EXERCISE REQUIREMENTS
Find every line in the records below that contains the string "crust", matching case exactly, and copy each of those lines in full.

Stored data entries

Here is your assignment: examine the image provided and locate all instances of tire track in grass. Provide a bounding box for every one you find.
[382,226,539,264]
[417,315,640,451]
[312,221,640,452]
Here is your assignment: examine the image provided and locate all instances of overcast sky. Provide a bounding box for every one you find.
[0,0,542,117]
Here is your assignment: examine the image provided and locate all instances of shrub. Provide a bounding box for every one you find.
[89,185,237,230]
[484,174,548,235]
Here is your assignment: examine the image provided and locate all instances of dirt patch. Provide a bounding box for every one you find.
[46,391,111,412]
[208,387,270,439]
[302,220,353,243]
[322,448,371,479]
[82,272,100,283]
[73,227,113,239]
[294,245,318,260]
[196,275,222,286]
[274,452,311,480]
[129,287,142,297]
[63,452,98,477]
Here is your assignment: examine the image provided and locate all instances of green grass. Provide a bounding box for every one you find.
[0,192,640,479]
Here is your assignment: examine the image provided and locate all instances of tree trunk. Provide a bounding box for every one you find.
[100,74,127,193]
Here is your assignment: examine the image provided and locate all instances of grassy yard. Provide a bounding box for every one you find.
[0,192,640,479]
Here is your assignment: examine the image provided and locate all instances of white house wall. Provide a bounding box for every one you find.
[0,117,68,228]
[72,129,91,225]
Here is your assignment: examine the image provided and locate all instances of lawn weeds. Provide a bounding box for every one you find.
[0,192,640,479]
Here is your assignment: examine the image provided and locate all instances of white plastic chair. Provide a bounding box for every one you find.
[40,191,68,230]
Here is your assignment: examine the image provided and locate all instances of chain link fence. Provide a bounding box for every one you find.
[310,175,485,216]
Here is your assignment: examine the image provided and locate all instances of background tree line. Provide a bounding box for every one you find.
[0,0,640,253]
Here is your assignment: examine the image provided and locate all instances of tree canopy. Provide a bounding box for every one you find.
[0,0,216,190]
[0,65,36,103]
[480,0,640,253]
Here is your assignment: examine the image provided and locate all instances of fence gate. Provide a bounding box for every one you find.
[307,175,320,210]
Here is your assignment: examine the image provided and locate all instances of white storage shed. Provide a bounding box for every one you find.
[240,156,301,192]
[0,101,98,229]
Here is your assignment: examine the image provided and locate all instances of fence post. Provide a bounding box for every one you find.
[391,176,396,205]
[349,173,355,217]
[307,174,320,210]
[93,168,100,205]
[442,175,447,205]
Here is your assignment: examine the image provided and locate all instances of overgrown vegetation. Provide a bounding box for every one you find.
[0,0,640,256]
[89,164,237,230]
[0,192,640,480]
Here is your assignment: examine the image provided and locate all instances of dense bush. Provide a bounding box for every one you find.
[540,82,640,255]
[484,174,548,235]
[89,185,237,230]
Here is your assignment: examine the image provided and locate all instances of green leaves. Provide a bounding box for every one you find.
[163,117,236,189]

...

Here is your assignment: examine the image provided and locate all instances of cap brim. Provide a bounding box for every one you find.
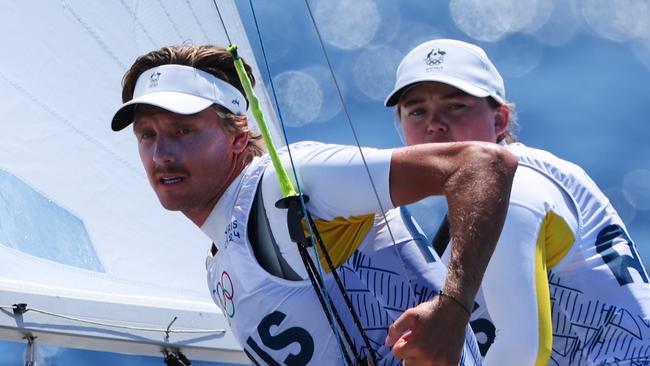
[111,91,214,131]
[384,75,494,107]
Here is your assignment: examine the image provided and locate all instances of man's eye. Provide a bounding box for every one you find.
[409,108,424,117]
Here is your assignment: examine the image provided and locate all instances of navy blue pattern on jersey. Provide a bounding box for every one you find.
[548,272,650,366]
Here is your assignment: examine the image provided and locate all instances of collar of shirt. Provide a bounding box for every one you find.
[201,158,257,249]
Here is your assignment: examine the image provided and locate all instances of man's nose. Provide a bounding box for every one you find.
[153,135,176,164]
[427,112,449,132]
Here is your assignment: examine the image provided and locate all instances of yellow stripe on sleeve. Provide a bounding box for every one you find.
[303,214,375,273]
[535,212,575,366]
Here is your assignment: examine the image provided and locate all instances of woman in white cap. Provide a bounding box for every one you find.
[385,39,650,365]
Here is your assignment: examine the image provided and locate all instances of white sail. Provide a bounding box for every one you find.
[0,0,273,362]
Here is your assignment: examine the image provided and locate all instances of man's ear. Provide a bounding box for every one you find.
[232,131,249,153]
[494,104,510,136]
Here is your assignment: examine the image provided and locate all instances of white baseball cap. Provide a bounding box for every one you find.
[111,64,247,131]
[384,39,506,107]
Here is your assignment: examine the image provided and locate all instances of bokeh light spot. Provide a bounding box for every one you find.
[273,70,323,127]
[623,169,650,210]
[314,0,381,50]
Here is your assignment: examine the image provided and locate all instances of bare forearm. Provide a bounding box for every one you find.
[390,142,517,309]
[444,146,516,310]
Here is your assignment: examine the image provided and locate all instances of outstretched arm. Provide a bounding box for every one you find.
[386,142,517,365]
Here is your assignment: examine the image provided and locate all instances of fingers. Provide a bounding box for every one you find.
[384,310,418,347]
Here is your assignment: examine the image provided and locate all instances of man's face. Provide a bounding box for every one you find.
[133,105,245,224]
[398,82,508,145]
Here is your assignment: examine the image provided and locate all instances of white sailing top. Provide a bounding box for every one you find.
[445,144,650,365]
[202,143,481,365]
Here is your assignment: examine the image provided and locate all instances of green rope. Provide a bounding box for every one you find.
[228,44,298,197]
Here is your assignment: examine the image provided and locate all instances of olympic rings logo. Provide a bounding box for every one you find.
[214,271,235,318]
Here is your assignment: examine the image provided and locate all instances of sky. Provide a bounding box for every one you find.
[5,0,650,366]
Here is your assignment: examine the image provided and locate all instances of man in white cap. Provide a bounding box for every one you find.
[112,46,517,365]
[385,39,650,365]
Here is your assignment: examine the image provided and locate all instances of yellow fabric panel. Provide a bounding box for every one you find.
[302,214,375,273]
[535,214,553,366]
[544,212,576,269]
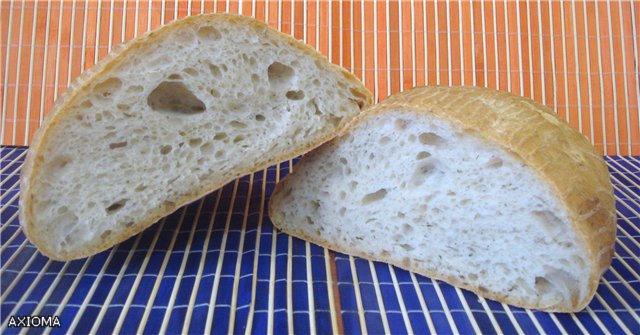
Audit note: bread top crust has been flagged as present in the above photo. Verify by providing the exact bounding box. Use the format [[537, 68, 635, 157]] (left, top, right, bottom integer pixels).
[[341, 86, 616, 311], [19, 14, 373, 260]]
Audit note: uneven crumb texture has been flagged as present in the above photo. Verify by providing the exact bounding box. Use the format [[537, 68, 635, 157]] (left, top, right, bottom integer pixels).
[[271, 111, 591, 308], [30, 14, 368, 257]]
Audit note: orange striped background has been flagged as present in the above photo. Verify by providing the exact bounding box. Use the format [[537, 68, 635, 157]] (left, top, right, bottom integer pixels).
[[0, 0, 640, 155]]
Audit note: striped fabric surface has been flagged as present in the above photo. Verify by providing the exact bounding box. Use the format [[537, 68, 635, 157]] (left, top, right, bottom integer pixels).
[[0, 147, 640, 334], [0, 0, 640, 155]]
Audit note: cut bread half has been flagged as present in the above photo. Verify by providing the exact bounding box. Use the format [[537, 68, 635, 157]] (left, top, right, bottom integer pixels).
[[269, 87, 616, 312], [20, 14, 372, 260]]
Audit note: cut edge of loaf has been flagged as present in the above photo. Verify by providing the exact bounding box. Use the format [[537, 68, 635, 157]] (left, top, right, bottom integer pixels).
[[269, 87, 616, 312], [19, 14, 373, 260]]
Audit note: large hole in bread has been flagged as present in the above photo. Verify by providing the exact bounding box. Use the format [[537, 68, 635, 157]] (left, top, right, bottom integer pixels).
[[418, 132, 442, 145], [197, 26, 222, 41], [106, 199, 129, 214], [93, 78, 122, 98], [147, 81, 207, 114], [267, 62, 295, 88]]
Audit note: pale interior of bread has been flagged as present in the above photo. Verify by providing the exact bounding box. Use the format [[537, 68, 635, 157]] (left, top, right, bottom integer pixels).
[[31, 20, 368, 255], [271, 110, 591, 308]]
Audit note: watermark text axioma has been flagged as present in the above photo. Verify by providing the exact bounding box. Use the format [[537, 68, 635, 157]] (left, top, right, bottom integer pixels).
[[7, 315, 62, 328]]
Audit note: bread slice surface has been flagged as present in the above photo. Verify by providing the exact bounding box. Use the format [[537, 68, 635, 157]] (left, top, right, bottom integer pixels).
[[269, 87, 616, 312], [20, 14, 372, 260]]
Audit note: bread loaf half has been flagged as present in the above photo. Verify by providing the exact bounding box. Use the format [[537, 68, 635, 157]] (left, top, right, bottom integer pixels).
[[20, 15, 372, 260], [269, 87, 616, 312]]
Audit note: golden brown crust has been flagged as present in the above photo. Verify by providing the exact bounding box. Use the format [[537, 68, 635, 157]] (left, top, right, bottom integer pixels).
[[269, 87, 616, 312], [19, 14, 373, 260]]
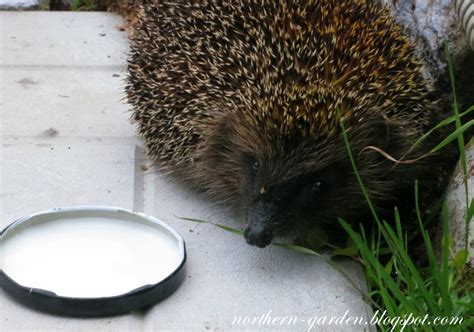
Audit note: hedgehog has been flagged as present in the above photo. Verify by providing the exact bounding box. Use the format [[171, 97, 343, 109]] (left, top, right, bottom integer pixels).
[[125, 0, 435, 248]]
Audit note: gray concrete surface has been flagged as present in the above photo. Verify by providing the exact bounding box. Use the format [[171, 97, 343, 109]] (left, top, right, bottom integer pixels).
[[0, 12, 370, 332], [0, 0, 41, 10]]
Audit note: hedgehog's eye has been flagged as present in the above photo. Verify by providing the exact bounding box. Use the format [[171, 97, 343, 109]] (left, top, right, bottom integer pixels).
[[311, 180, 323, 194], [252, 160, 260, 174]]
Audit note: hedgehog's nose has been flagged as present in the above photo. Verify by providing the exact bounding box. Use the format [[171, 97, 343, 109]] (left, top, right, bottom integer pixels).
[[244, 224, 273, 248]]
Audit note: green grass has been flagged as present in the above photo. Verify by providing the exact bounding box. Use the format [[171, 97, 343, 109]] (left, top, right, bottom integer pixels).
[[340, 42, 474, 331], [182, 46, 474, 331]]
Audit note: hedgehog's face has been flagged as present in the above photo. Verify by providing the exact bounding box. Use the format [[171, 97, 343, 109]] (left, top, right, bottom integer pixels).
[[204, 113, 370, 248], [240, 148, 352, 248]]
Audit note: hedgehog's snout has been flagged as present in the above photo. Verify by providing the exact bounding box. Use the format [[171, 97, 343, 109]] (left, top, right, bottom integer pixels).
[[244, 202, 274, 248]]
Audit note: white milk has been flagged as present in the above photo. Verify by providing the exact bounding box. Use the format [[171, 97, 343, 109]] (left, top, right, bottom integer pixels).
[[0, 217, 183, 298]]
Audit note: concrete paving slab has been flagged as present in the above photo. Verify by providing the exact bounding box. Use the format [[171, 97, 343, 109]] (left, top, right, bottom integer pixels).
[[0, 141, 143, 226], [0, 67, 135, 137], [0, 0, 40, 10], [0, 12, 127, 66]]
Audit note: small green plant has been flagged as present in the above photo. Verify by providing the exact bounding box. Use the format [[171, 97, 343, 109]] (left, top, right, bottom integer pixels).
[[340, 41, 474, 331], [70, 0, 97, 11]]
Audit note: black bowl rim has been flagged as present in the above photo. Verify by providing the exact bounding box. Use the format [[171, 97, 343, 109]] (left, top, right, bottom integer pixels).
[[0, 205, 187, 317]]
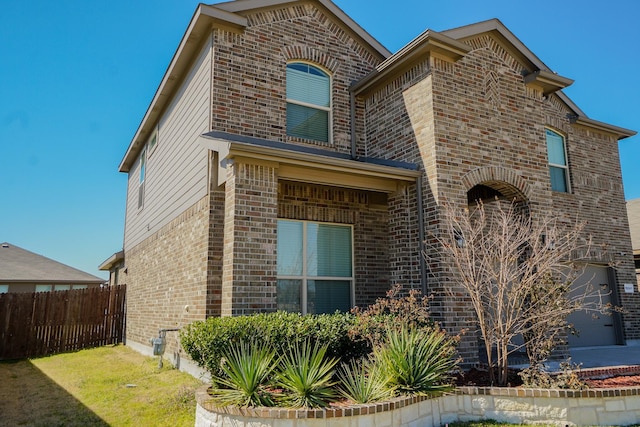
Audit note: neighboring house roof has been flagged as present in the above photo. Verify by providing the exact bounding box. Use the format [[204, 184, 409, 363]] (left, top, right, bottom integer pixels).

EXERCISE SOLUTION
Audit note: bread top crust has been flagged as present in the above photo. Verify by providing the exact bounding box. Use the format [[537, 68, 635, 157]] (left, top, right, bottom integer pixels).
Audit note: golden brown crust has been flagged as present in the above photo. Verify by providing the exact bounding box. Use the format [[537, 68, 635, 157]] (left, top, right, bottom integer pixels).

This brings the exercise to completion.